▸ **Objective**
Reproduce every one of the records below line for line, altering nothing in wording, spacing, or punctuation.

_ _ _ _ _

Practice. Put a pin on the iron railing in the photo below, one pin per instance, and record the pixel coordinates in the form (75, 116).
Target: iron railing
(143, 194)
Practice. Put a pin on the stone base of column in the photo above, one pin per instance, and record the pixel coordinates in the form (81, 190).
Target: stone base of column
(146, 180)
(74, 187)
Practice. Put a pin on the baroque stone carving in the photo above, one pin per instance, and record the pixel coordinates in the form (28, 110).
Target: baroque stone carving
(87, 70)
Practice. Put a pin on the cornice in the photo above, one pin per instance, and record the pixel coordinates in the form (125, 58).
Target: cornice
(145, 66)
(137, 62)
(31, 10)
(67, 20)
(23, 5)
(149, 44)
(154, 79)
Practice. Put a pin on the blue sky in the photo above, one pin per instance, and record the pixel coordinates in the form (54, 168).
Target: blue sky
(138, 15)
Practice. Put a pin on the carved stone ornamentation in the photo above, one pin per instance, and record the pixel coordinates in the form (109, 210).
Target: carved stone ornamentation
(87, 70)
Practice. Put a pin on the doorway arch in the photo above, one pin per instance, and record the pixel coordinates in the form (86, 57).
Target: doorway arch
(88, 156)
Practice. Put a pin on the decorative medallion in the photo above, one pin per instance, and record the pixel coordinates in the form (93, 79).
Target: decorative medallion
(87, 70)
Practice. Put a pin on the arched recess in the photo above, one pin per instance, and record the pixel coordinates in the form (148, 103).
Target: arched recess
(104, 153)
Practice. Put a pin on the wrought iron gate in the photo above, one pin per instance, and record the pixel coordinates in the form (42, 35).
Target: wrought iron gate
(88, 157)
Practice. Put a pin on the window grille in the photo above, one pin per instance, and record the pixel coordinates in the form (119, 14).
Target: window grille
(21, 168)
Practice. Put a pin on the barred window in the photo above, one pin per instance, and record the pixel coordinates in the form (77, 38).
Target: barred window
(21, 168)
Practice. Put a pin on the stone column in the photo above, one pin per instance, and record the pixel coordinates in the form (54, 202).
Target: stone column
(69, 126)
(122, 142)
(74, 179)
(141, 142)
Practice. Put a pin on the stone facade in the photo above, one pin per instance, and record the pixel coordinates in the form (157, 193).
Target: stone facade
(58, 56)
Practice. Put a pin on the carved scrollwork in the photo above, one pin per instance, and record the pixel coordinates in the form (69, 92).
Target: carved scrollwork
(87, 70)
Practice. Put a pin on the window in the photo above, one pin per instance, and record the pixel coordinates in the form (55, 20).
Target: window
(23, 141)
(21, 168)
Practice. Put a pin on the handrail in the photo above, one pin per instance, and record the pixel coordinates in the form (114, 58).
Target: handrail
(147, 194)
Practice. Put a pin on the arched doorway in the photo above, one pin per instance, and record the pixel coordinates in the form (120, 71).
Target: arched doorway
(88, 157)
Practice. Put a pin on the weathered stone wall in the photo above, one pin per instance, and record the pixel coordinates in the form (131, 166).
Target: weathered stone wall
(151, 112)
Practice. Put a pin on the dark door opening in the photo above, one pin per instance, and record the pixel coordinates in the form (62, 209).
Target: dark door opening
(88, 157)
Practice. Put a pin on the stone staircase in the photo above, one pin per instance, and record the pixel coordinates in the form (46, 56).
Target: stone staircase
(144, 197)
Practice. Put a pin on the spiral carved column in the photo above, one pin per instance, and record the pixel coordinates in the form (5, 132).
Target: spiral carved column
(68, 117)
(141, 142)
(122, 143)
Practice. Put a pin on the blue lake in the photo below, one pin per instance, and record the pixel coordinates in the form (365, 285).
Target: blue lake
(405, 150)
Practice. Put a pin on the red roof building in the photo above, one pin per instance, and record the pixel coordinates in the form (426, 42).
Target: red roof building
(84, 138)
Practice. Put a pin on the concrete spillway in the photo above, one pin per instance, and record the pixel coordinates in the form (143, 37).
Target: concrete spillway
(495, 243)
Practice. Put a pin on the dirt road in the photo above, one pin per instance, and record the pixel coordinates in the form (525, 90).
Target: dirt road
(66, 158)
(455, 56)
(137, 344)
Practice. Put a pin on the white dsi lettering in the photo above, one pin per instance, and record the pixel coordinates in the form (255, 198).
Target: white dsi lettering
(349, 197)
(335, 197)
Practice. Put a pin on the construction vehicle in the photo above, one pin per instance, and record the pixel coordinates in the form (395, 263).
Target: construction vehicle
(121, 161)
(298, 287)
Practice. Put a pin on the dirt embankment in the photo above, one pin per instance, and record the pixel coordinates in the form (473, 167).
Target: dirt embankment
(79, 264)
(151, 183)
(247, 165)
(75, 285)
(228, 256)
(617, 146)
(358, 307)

_ _ _ _ _

▸ **Reply**
Practice. Put a pin on the iron railing in the photo below, one pin per instance, and record the pixel coordinates in the form (75, 116).
Target: iron railing
(143, 194)
Practice. Put a pin on the stone base of column in the photo above, one pin per instance, and record the pixel coordinates in the form (81, 190).
Target: stone base of column
(146, 180)
(74, 187)
Practice. Put a pin on the baroque stone carving in the photo above, one pin per instance, and record the pixel coordinates in the form (28, 110).
Target: baroque stone carving
(87, 70)
Practice. Put a pin on the cornice in the photo above, one pin per instance, and record the pixel coordinates in the form (125, 58).
Target: cornice
(145, 66)
(137, 62)
(31, 10)
(67, 20)
(23, 5)
(149, 44)
(154, 79)
Practice. Put a pin on the blue sky in the photo above, one pin per instance, and record the pixel coordinates in the form (54, 168).
Target: blue sky
(138, 15)
Practice. Put a pin on the carved stone ornamentation in the photo above, one pin per instance, and record the pixel coordinates in the form (109, 210).
Target: carved stone ornamentation
(87, 70)
Practice. Put a pin on the doorway arch in the photo above, one pin per instance, and record the pixel coordinates in the form (86, 57).
Target: doorway arch
(88, 156)
Practice. Put a pin on the decorative medallion in the photo above, one pin per instance, and record the pixel coordinates in the form (93, 79).
Target: decorative medallion
(87, 70)
Practice. Put a pin on the arched recess in the photo above, one pin per instance, and record the pixel coordinates in the form (148, 103).
Target: arched recess
(104, 153)
Practice. Put a pin on the wrought iron gate in the photo above, one pin per instance, and record the pixel coordinates in the form (42, 35).
Target: wrought iron gate
(88, 157)
Practice. Put a pin on the window grille in the photo above, one pin per instance, and record the pixel coordinates in the form (119, 14).
Target: window grille
(21, 168)
Practice. Put a pin on the barred window in the photo above, one pin per instance, and record the pixel coordinates in the form (77, 38).
Target: barred window
(21, 168)
Practice. Put a pin on the stone column in the photo above, one pin per instance, and record the pixel coordinates in the form (54, 202).
Target: stone column
(69, 126)
(122, 142)
(74, 179)
(141, 142)
Practice. Put a pin on the stone facade in the photo above, one pin per instance, and record the pixel coordinates in the form (157, 193).
Target: stone facade
(58, 56)
Practice. Put a pin on the carved scrollwork in the photo above, one pin per instance, and record the pixel coordinates in the form (69, 92).
Target: carved scrollwork
(87, 70)
Practice. Put a pin on the window in the photo above, one pin per instance, and record the pixel coordinates in the form (55, 20).
Target: window
(23, 141)
(21, 168)
Practice. Put a pin on the handrail in the photo above, one pin per instance, and record the pixel coordinates in the form (114, 58).
Target: handrail
(147, 194)
Practice. Put a pin on the arched doorway in the photo above, one pin per instance, and record the pixel coordinates in the form (120, 71).
Target: arched doorway
(88, 157)
Practice. Put a pin on the weathered stone wall in the photo above, one pin per instance, and record the pixel coordinates in the form (131, 166).
Target: weathered stone wall
(151, 112)
Practice. Put a pin on the dark door opening in the photo above, one pin per instance, and record the pixel coordinates in the form (62, 209).
Target: dark door opening
(88, 157)
Practice. Put a pin on the stone staircase in the photo above, one pin per instance, and record the pixel coordinates in the form (46, 56).
Target: stone staircase
(144, 197)
Practice. Put a pin on the spiral carved column in the photo above, one pin per instance, and record the pixel coordinates in the form (5, 132).
Target: spiral carved column
(68, 117)
(141, 142)
(122, 143)
Practice. Put a pin on the blue lake in the photo below, one pin per instance, and record the pixel coordinates in the form (365, 285).
Target: blue lake
(405, 150)
Practice. Put a pin on the red roof building in the photo above, one pin per instance, and record the pixel coordinates in the form (426, 42).
Target: red roof building
(84, 138)
Practice. Put a pin on the concrete spillway in the photo above, one pin per instance, and record the pixel coordinates in the form (143, 37).
Target: concrete spillway
(495, 243)
Practice. Put a pin on the dirt road in the photo above, one pin per instance, and record the pixel coordinates in the form (525, 90).
Target: dirt road
(66, 158)
(455, 56)
(137, 344)
Practice. Put a pin on the white dsi lettering in the photo above, one pin per instance, and record the pixel coordinates in the form (255, 198).
Target: white dsi lettering
(349, 197)
(335, 197)
Practice. Put a pin on the construction vehicle in the photo above, one pin per instance, and record the pixel coordinates in the form (395, 263).
Target: construction vehicle
(121, 161)
(298, 287)
Practice. Put a pin on the dirt embankment in the photo above, one pin per instance, and record the pixel coordinates in the form (473, 167).
Target: dirt embankment
(79, 264)
(151, 183)
(247, 165)
(75, 285)
(228, 256)
(617, 146)
(358, 307)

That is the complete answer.